### [Exercise text]
All of my life I have been able to get people to coalesce around ideas. I’m the better candidate in November because I have gotten support from first time voters and young people who are really engaged.

I’m a different kind of candidate with a different kind of campaign. We have to give unaffiliated voters a reason to vote Democratic, and maybe even give some Republicans a reason to switch parties. We have to bring in new voters. We have to make this more open and inclusive; every single group has to feel needed and included. Not just reaching the base. We don’t want just all career politicians making decisions. I’ve been able to introduce perspectives that maybe people didn’t already see. I want people to redefine the definition of experience. I bring together diverse groups to talk about the issues.

Question: What is your broad strategy? How do you think about your constituency and the major issues?

I don’t think our platforms are very different. I’m a Democrat and I have Democratic ideas. I think the difference is how I got to this set of opinions. There are so many people who feel they are not represented in this conversation. For instance, talk of the environment also means talk of brown fields and the dirty city air. Gun reform is both a suburban and an urban issue. We need somebody who really understands and connects the problems of people in this district. So that’s the biggest contrast.

When you look at my team, there are five or six different languages, different backgrounds and experiences, diversity of thought, all age groups.  It’s really reflective of how I’d be as a Congressperson – open and inclusive.

The actions of the President are obviously an issue. It’s motivated people to be more active. But I’m running for something, not against something. If we start working towards something, then we can create legislation that makes it impossible for him to move his agenda forward.

Question: What do you see as the most important issue or issues?

Pointing data for image regions
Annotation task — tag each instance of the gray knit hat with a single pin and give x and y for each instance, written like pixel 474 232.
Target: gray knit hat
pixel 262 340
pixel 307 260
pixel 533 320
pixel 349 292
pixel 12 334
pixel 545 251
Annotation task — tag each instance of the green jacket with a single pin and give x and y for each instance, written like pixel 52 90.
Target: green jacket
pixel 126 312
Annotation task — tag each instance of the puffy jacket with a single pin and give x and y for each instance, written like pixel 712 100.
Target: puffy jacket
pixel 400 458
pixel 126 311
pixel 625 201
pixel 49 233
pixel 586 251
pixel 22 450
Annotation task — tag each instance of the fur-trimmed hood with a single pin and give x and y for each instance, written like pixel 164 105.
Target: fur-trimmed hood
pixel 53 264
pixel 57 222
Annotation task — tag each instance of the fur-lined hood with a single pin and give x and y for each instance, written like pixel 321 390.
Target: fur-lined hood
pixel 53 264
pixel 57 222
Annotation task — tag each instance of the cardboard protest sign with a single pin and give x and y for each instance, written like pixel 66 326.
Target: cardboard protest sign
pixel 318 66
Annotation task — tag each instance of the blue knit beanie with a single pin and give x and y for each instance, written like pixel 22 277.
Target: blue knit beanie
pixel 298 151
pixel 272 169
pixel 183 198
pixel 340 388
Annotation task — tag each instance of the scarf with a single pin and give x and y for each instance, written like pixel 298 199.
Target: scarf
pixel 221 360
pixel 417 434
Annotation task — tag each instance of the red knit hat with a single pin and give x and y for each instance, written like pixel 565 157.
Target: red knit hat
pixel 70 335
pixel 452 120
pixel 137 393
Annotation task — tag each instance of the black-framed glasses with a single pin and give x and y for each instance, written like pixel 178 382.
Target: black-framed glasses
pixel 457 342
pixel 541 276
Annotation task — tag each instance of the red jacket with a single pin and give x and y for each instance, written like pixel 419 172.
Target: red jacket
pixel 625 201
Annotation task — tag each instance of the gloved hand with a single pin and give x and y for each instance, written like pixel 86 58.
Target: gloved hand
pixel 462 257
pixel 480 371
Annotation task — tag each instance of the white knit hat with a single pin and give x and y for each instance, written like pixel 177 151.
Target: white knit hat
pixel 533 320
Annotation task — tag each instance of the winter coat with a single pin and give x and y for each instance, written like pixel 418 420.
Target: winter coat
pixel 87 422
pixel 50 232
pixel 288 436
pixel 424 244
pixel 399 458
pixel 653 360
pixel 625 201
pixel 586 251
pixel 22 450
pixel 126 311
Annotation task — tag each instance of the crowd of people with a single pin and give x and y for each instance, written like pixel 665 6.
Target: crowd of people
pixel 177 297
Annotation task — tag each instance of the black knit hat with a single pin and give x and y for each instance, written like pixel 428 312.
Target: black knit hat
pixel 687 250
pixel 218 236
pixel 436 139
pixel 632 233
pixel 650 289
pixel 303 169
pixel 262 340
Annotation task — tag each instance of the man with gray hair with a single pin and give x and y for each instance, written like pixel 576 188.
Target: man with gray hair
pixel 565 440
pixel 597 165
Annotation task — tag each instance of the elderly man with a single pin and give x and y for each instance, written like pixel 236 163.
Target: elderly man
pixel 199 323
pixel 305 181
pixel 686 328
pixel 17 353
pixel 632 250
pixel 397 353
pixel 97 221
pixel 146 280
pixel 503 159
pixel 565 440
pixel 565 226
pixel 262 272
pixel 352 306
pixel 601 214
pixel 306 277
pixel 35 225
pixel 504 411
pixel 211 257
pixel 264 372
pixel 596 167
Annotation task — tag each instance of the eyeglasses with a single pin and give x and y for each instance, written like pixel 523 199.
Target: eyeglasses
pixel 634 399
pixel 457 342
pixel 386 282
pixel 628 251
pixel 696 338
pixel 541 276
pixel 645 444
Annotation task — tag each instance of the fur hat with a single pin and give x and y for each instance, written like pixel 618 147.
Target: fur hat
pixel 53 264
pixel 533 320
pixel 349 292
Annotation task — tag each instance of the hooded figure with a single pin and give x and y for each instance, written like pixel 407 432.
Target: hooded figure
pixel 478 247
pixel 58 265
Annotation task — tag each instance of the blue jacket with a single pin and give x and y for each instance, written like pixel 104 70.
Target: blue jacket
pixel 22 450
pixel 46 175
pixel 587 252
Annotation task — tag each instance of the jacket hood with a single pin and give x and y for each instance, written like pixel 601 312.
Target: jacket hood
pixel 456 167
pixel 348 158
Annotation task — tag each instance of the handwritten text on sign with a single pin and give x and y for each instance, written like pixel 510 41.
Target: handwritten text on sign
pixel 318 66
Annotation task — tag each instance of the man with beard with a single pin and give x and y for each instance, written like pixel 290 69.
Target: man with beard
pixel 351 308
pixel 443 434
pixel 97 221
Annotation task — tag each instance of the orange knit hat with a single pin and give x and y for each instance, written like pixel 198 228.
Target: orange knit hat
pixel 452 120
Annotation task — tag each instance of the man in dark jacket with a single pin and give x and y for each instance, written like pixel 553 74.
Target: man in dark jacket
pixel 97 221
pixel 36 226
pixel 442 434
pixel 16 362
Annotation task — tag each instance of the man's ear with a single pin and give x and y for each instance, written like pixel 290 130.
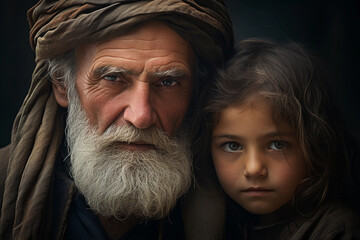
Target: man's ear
pixel 60 93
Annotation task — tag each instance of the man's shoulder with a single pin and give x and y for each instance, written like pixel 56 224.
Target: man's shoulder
pixel 4 161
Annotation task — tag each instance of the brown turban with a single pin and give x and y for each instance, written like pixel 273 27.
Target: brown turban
pixel 57 27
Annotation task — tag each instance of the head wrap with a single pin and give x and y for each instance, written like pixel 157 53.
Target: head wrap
pixel 57 27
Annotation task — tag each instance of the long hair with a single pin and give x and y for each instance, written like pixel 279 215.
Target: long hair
pixel 294 85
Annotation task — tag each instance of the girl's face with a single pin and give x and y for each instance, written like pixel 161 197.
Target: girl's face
pixel 258 161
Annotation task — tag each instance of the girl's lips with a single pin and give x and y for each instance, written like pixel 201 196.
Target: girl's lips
pixel 256 191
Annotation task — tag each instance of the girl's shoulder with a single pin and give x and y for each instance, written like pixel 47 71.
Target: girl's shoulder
pixel 331 221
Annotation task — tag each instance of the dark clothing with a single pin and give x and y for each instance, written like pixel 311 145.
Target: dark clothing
pixel 332 221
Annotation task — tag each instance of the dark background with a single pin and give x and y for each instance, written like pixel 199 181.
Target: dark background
pixel 329 29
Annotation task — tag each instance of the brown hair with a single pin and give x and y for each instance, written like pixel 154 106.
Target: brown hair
pixel 287 77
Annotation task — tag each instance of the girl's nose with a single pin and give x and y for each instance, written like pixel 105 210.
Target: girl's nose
pixel 255 166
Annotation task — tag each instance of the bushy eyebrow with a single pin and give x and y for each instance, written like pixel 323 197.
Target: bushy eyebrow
pixel 174 72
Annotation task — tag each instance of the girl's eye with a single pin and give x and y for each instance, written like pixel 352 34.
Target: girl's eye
pixel 232 147
pixel 168 82
pixel 277 145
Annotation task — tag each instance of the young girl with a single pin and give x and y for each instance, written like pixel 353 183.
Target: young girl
pixel 276 147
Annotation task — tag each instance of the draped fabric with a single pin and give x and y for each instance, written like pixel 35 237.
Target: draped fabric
pixel 57 27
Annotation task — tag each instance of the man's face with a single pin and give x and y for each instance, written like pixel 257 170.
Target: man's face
pixel 143 78
pixel 129 155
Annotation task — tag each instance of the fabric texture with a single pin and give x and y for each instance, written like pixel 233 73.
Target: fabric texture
pixel 57 27
pixel 331 221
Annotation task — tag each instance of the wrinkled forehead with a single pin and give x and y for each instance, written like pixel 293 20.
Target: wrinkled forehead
pixel 152 45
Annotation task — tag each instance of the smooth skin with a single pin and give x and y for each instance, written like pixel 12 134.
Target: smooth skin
pixel 143 78
pixel 258 161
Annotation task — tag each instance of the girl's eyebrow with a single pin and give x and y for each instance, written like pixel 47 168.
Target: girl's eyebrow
pixel 279 134
pixel 231 136
pixel 266 135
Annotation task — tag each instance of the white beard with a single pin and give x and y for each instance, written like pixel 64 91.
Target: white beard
pixel 121 183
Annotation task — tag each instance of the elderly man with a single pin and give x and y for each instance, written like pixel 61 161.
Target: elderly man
pixel 100 148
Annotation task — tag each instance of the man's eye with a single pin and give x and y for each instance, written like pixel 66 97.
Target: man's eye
pixel 277 145
pixel 232 147
pixel 168 82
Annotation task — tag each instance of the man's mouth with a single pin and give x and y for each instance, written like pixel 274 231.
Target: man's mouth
pixel 135 146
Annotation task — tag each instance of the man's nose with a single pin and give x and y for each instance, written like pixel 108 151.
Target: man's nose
pixel 139 111
pixel 255 164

### [What needs to be done]
Rewrite the part of the campaign interview that opens with the words "The actions of" and closes with "issue or issues?", swapping "President" for "Governor". This material comes from a separate source.

### [Reply]
The actions of the Governor are obviously an issue. It’s motivated people to be more active. But I’m running for something, not against something. If we start working towards something, then we can create legislation that makes it impossible for him to move his agenda forward.

Question: What do you see as the most important issue or issues?